Diplomatic Mission of Nepal in India

The Embassy of Nepal in New Delhi (नेपाली राजदूतावास, नयाँ दिल्ली; नेपाली दूतावास, नई दिल्ली) is the diplomatic mission of the Federal Democratic Republic of Nepal to the Republic of India. It is located at Barakhamba Rd, Vakil Lane, Mandi House, New Delhi, Delhi 110001, India.

The embassy is a cornerstone in deepening the India-Nepal relations and is responsible for overseeing geopolitical dialogues, infrastructure partnerships, bilateral trade initiatives and consular services across India.

==History==
Diplomatic missions between Nepal and India were established on 13 June 1947, shortly before independence of India from British Raj. Prior to the establishment of Embassy in New Delhi, the Kingdom of Nepal maintained a legation and consulate general during the British Raj. The legation was upgraded to a full embassy in 1957.

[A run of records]
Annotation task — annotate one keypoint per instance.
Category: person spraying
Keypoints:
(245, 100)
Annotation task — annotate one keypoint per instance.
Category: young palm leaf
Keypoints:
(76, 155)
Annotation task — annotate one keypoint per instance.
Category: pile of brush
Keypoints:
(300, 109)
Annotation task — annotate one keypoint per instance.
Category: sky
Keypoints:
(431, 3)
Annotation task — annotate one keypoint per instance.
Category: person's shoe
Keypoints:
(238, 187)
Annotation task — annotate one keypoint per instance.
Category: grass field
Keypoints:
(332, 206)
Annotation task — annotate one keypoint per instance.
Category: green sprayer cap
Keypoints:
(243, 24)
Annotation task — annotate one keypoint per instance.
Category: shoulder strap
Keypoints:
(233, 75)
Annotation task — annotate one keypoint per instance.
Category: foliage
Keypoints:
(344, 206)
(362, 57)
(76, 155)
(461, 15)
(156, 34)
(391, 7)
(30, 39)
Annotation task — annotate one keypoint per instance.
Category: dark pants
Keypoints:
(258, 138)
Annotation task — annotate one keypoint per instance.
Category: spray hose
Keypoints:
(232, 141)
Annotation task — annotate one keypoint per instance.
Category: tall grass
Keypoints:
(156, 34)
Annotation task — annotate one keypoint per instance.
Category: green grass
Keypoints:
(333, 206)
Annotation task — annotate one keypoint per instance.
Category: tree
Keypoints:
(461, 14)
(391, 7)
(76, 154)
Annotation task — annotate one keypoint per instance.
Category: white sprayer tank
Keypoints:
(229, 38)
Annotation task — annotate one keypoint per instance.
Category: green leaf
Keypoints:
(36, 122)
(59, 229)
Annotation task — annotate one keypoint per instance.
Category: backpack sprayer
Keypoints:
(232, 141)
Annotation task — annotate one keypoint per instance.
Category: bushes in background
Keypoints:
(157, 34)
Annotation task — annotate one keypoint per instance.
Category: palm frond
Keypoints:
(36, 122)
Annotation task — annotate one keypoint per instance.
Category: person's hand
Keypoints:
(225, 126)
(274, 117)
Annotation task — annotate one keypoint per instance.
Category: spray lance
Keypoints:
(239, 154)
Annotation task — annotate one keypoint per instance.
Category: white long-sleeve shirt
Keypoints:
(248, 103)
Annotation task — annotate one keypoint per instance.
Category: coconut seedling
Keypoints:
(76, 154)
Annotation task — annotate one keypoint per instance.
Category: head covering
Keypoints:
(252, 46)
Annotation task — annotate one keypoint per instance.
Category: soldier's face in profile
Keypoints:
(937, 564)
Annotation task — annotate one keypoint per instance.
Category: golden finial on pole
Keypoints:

### JOB
In the passage on Nepal's embassy in New Delhi, in what year did the legation become a full embassy?

### RESULT OF THIS EXERCISE
1957